Excerpted text:
──────────

He being closely related to complainant as well as deceased Shah Nawaz,
therefore his presence at an alleged time of incident is not proved but it
creates doubt in a prudent mind. Not only this but it is also doubtful that why
and for what reasons complainant and P.W Yar Muhammad had proceeded on a
separate motorcycle after departure of deceased alone on a motorcycle and
surprisingly it is also doubtful that at a very specific time and place they
had come and saw an alleged incident with their eyes. Learned defence counsel
has put a cross-question to both of them that they were not present at an
alleged time of incident and deceased was shifted to Rural Health Centre by
co-villagers of the area. Although this has been denied by them but an
investigation officer SIP Muhammad Mithal in his cross-examination has admitted
that injured persons were taken to the Hospital by co-villagers before his
arrival to the vardat. He has admitted that he did not record statement of any
co-villager. He has never deposed that an alleged injured was brought to the Hospital
by complainant or P.W Yar Muhammad. Not only this but learned defence counsel
has put a question to complainant in his cross-examination that they had
protested against the Medical Officer and such news were flashed in the
newspaper daily “Sindh” dated 06.02.2019, which has been admitted by him. In
this regard, learned advocate for an accused Shah Nawaz has contended that
neither complainant nor P.W Yar Muhammad were present at an alleged place of
incident and they are not eye witnesses in the case. They had never seen an
alleged incident. They had only come to the Rural Health Centre Tharushah after
death of deceased but in order to strength their case, a false story was made
by them in order to prove their presence at an alleged place of vardat and in
order the strength his contention, he has drawn attention of the court to FIR
produced at Ex.5-A which shows that an alleged time of incident is shows as
11:00 a.m. to 12:30 noon which reveals that complainant or P.W Yar Muhammad had
not assurance about exist time of an alleged incident as well as there is
inordinate delay of about three yours in lodging FIR for which no plausible
explanation is furnished by the complainant. A copy of newspaper daily “Sindhu”
dated 6.2.2019 also reveals that there was an accident of two motorcyclists and
they were seriously injured. In such newspaper there is no mention about
presence of complainant and P.W Yar Muhammad at an alleged time of incident. It
is not proved that an accused Shah Nawaz was driving a motorcycle rashly and
negligently in order to endanger human lives. It is settled law that in case of
even a slightest doubt, its benefit must go to accused not as a matter of grace
but of right. In such situation, I would like to take guidance from case of
Naimatullah Khan vs. The State through Anti Narcotic Force, Sindh (2012 YLR
215). I do hereby re-produce its plaucitum ‘c’ as under:-
“Criminal trial. Benefit of Doubt. For giving
benefit of doubt to an accused, there need not be a number of circumstantial
evidence to provide innocence of an accused; even single evidence appearing to
a prudent mind creating doubt was more than enough to acquit an accused”.
It
is a settled principle of law that even a single benefit is sufficient to
discard prosecution case and series of doubt are not necessary, but in present
case, there are series of doubts, which led evidence of prosecution not
believable and trustworthy to come on conclusion that doubt is clear from the
face of evidence. Thus, it can safely be concluded that case of prosecution was
not proved. Point No.2 is thus answered in the ‘negative’. ”

──────────

Dataset section:
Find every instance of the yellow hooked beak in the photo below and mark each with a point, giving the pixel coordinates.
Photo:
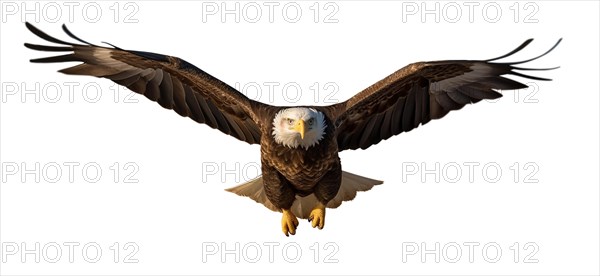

──────────

Directions for this task: In the court ruling, why did the advocate for the accused Shah Nawaz draw the court's attention to the FIR produced at Ex.5-A? Answer in one to three sentences. Nothing in the listing is needed here.

Completed task: He did so to strengthen his contention that neither the complainant nor P.W Yar Muhammad was present at the place of the incident. The FIR gives the time of the incident as 11:00 a.m. to 12:30 noon, which he said shows they had no assurance about the exact time. He also pointed to an inordinate delay in lodging the FIR that the complainant did not plausibly explain.